Written task
Determine how many lines in the items below contain the string "Query", matching case exactly, and reply with that number alone.

— Begin —

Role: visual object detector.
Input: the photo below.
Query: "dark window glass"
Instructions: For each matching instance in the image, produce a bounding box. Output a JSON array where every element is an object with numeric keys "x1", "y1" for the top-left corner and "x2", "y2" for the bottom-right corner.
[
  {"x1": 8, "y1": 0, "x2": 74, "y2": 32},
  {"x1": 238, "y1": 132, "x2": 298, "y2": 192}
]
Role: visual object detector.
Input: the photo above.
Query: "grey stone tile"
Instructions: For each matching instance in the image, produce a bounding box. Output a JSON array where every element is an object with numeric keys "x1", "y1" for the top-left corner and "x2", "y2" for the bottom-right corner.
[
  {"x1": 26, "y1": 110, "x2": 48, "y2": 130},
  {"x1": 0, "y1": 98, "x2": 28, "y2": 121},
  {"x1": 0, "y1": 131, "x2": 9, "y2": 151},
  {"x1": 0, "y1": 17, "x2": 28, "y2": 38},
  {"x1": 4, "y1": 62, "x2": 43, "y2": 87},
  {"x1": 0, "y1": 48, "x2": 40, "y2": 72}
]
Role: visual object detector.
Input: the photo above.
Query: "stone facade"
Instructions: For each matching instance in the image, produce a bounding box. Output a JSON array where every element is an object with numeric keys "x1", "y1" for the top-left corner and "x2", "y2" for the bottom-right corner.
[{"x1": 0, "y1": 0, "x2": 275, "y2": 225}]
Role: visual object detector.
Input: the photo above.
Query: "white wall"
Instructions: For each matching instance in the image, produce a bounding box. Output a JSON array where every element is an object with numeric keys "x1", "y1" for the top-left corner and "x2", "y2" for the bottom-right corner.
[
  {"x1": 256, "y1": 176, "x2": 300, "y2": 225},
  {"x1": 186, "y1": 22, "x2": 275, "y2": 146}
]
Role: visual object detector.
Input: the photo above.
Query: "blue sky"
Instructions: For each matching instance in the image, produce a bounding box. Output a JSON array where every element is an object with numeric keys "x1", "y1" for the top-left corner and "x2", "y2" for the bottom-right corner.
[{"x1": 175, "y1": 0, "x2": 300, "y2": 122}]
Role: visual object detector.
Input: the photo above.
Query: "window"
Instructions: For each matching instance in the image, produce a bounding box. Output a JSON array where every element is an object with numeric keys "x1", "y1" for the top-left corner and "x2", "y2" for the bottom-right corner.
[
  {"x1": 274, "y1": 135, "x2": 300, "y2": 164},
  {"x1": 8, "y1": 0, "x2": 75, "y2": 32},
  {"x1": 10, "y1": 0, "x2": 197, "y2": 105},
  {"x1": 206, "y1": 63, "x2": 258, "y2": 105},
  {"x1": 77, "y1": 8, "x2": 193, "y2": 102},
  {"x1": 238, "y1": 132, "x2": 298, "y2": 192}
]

— End —

Response to this exercise
6